Co należy zrobić:
[a] Odpowiedz na podstawie fragmentu o błędzie P0340:
(i) Jaki kod błędu nadal występował po zakupie nowego czujnika?
(ii) Jakie napięcie pokazało się po włączeniu zapłonu?
(iii) Jakie przewody były uszkodzone?
[b] Przepisz z fragmentu o błędzie P0340 dokładnie tę część, która zaczyna się od słów „Kupiłem nowy czujnik” i ciągnie się aż do słów „okazal się dobry.”.

Fragment źródłowy:
- - - - - - -

Kupiłem nowy czujnik pozycji wałka rozrządu (od BMW) lecz błąd P0340 jak był tak jest. Na wpiętym czujniku do kostki obciąłem środkowy przewód (pin 2) włączyłem zapłon i pokazuje się napięcie ok 0,16V po zbliżeniu czujnika do metalu napięcie spada do 0V i po chwili wraca do wartości 0,16V chociaż dalej jest przyłożony do metalu. Dodam jeszcze że jest to silnik 1.8.
trochę pozno pisze, ale nie bylo czasu, prtoblem finalnie zostal rozwiazany, po tym jak uruchomilem auto i troche sie przejechalem po czym zgasl problem tkwil w immo, a dokladnie to uszkodzony byly przewody elektryczne od syreny alarmowej, naprawilem polaczenie i problem zniknely. Dziękuję wszystkim za podpowiedzi i pomoc. Jakby ktoś potrzebowal mam czujnik polozenia walu, 100% sprawny, bo kupilem a moj okazal się dobry.

- - - - - - -

Dostarczone dane:
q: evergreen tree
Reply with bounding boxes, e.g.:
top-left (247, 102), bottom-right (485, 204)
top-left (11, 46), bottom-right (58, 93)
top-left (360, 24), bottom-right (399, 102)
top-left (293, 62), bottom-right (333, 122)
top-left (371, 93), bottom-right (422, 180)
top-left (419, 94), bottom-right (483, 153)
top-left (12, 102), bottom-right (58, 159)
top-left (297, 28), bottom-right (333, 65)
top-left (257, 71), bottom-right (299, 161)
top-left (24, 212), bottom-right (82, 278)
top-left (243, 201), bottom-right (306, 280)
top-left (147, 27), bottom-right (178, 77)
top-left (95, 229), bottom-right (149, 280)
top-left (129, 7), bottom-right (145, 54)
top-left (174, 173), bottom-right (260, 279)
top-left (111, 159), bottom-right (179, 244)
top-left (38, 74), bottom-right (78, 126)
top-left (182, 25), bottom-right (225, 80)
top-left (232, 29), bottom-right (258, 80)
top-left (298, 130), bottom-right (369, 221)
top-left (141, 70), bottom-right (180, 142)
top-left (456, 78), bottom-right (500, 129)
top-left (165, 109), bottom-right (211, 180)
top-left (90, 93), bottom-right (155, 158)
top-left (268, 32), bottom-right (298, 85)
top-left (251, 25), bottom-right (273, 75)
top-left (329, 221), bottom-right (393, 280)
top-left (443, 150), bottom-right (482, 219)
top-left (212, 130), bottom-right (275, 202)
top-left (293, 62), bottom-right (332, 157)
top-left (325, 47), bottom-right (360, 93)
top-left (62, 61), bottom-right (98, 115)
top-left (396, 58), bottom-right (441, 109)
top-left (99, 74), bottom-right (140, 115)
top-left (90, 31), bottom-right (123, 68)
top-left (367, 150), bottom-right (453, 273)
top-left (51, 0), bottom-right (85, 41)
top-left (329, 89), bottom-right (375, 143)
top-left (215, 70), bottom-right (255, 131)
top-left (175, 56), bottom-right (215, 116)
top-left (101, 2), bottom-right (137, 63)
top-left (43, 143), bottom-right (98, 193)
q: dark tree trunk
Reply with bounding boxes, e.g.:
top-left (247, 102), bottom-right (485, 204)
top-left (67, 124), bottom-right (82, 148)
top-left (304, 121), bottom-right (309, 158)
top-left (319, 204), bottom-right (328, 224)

- - - - - - -

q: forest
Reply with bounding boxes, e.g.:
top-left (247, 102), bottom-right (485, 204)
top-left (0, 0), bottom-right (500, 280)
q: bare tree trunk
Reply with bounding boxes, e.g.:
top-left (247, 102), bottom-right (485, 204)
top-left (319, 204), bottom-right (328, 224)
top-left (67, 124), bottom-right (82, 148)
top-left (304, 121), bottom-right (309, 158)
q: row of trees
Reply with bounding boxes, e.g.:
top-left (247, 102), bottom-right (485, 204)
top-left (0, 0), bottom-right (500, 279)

- - - - - - -

Lista odpowiedzi:
[a]
(i) P0340
(ii) Około 0,16 V
(iii) Przewody elektryczne od syreny alarmowej

[b]
Kupiłem nowy czujnik pozycji wałka rozrządu (od BMW) lecz błąd P0340 jak był tak jest. Na wpiętym czujniku do kostki obciąłem środkowy przewód (pin 2) włączyłem zapłon i pokazuje się napięcie ok 0,16V po zbliżeniu czujnika do metalu napięcie spada do 0V i po chwili wraca do wartości 0,16V chociaż dalej jest przyłożony do metalu. Dodam jeszcze że jest to silnik 1.8.
trochę pozno pisze, ale nie bylo czasu, prtoblem finalnie zostal rozwiazany, po tym jak uruchomilem auto i troche sie przejechalem po czym zgasl problem tkwil w immo, a dokladnie to uszkodzony byly przewody elektryczne od syreny alarmowej, naprawilem polaczenie i problem zniknely. Dziękuję wszystkim za podpowiedzi i pomoc. Jakby ktoś potrzebowal mam czujnik polozenia walu, 100% sprawny, bo kupilem a moj okazal się dobry.